> **Activity**: Gather every line in the rows below that contains the string "follow", and copy each of those lines in full.

(Saved data entries)
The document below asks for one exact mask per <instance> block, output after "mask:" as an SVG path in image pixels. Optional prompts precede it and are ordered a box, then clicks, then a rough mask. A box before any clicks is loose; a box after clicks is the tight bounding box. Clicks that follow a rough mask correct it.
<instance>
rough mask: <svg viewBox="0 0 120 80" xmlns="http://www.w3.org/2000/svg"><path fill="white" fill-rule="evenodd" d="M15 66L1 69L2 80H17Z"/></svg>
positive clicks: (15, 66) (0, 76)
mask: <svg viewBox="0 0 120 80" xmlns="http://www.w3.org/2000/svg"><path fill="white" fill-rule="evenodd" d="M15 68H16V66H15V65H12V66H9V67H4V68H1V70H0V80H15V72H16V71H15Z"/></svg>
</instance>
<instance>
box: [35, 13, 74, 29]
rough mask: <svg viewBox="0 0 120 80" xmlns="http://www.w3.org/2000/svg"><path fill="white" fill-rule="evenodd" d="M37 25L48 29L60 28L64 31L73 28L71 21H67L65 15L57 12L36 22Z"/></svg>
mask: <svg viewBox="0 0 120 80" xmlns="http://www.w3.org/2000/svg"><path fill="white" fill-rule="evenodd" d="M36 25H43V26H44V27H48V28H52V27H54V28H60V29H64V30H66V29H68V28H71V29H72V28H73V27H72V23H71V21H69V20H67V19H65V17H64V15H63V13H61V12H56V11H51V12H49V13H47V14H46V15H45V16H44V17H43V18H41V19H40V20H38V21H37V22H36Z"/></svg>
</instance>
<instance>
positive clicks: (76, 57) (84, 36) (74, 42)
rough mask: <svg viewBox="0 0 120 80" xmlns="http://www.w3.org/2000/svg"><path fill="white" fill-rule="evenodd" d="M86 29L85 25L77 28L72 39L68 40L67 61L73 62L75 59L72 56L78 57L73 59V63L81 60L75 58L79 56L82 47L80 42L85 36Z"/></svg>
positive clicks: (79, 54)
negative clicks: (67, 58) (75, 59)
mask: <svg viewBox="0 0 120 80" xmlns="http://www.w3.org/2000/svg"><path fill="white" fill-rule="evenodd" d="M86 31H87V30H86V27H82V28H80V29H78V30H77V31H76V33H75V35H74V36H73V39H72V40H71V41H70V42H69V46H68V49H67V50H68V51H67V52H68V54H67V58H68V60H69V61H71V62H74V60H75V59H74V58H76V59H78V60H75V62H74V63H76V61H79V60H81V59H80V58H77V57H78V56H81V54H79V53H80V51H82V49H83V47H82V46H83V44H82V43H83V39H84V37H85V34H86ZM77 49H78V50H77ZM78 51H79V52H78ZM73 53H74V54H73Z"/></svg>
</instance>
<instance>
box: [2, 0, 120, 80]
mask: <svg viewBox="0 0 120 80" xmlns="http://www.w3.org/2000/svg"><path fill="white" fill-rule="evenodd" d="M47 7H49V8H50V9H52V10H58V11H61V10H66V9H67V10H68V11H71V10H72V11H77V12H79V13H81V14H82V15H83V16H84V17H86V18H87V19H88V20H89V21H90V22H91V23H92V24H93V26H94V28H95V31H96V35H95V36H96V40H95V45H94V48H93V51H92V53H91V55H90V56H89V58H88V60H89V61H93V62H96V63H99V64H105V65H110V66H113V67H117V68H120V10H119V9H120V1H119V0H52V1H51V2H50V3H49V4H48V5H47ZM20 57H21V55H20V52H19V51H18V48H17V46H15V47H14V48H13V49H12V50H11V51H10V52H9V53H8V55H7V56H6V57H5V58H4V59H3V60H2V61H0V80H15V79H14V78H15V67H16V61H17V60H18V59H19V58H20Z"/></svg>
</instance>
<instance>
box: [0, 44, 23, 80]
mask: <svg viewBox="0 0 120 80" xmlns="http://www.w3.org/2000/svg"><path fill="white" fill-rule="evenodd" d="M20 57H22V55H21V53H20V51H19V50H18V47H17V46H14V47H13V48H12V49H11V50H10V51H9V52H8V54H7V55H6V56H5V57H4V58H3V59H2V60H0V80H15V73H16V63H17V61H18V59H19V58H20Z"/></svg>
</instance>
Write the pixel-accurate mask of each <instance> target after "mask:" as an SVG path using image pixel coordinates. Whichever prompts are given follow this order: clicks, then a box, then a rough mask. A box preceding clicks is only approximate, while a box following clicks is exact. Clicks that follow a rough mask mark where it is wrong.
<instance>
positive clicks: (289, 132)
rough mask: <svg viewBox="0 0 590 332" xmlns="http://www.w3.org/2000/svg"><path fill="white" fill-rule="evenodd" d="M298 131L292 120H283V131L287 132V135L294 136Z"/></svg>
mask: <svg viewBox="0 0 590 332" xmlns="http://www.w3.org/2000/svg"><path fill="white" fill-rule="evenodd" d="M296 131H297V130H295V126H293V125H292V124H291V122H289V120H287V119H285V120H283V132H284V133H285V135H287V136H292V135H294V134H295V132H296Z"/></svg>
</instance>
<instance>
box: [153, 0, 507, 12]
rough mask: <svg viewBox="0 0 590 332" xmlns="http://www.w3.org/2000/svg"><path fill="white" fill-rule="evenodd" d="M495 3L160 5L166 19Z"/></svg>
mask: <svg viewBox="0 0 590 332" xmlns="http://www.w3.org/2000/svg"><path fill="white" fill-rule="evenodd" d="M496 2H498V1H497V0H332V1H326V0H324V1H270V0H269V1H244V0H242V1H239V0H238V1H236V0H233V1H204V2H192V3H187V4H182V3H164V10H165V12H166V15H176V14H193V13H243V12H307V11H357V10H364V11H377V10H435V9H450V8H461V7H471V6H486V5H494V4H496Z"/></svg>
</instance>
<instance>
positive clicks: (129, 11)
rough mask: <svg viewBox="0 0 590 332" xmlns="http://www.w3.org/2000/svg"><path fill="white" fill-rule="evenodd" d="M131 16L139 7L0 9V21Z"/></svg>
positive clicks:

> **Solution for this exercise**:
The document below asks for one exact mask per <instance> block, output after "mask:" as an SVG path in image pixels. Optional prompts precede it and are ordered a box, then clicks, then a rough mask. A box before any clicks is loose; a box after clicks is the tight bounding box. Clicks that follow a rough mask correct it.
Write the pixel-accurate mask of each <instance> target after "mask:" as an SVG path using image pixel coordinates. Whichever prompts are given follow this order: clicks, then a box, then a rough mask. A box preceding clicks is only approximate, while a box following clicks is exact. Clicks that follow a rough mask mark where it is wrong.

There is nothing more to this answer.